*REQUIRED TASK*: Give the data below again exactly as it stands. Omit the pictures.

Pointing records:
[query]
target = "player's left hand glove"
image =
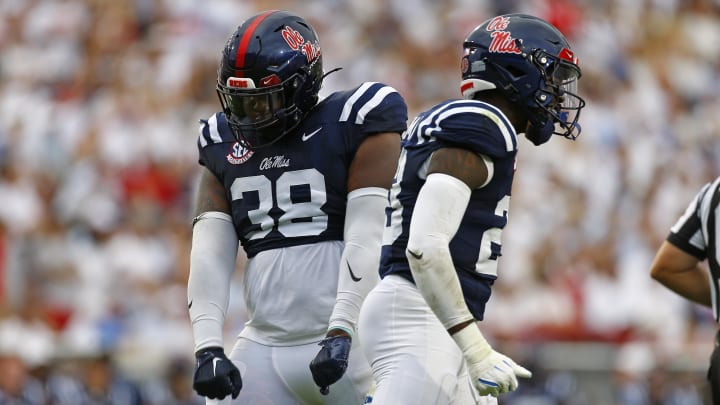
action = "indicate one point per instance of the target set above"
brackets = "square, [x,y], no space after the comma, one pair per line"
[493,373]
[331,362]
[215,375]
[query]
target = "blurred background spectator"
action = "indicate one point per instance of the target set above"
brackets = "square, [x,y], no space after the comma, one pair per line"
[99,102]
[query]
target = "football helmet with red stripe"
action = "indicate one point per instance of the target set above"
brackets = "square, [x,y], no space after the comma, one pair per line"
[269,77]
[530,62]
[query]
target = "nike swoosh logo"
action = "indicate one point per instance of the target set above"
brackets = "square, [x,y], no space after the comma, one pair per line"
[305,137]
[215,362]
[352,275]
[415,255]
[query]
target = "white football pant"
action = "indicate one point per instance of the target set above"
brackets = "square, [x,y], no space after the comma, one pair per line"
[413,358]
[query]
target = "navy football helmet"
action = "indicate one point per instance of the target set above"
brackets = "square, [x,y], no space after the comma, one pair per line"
[531,63]
[269,77]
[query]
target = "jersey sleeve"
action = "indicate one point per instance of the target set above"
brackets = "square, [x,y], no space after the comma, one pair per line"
[475,126]
[213,131]
[375,108]
[686,234]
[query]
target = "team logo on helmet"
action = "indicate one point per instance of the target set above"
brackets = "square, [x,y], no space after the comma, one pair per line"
[502,41]
[296,42]
[238,154]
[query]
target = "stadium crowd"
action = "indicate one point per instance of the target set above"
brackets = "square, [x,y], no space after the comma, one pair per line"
[99,104]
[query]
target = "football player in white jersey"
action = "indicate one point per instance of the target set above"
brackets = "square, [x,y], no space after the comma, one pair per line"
[448,205]
[677,265]
[301,184]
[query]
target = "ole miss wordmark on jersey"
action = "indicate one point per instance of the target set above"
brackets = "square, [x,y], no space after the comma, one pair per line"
[475,248]
[294,192]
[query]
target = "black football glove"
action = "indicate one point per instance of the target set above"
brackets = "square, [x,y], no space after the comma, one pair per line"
[331,362]
[215,375]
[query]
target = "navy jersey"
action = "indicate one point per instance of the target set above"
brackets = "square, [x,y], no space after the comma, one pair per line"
[295,191]
[475,248]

*RESULT BELOW*:
[query]
target = "player's left hand glove"
image =
action = "indicate one point per instance of the target set above"
brackets = "square, [x,y], no space after the comma, one pair per line"
[493,373]
[331,362]
[215,375]
[query]
target = "blurred background spectator"
action = "indicate one point per instance of the target set above"
brackets = "square, [x,y], no space after the comma, one pair per line"
[99,102]
[query]
target = "football helmet with red stripe"
action = "indicate one point per instance of the target set above"
brackets = "square, [x,y], no space after the comma, one pair per line"
[269,77]
[530,62]
[query]
target = "nike swoosh logo"
action = "indicate one point per instance of the target set above"
brackets = "square, [x,y], no space after the comma, one pair per line"
[305,137]
[215,362]
[352,275]
[415,255]
[query]
target = "white football pant"
action = "indicate one point per instance of the target set above"
brackets = "square, [x,y], no space after the comma, one pair per line"
[413,358]
[query]
target = "navy football helmet"
action = "indicate one point per instance of the target set above"
brackets = "square, [x,y], no space after the comma, one pair per line"
[531,63]
[269,77]
[query]
target = "jersey sleeve"
action = "indicate one point per instance of the target set above"
brackets = "square, [x,y], no space after the comma, one pair per line"
[475,126]
[213,131]
[375,108]
[686,234]
[query]
target = "team logo on helmet"
action = "indicate one point per instance of the target set above"
brackets = "square, [x,y], no space after the comma, one pair per line"
[502,41]
[296,42]
[238,154]
[query]
target = "stadium crowd"
action = "indicate one point per instance of the target set above"
brackets = "square, [x,y], no space after the comma, one pair per line"
[99,104]
[query]
target = "football player in white jersey"
action = "indicate one point per instance of the target set above"
brackets = "square, [x,y], no space after the comma, one pair per line"
[448,205]
[677,265]
[301,184]
[query]
target = "ole miss wordmark on jersey"
action = "indicate one point per instance of the target set above"
brackets = "square, [x,y], no space after the comma, one pair per line"
[475,248]
[294,192]
[query]
target = "black football glove"
action = "indicate one point per instance of the target set above"
brackets = "square, [x,y], no space after the comma, one pair per line"
[331,362]
[215,375]
[query]
target = "navy jersey"
action = "indicate one point per instance of the target set above"
brackets = "square, [x,y], no space after the comma, one pair per line"
[295,191]
[475,248]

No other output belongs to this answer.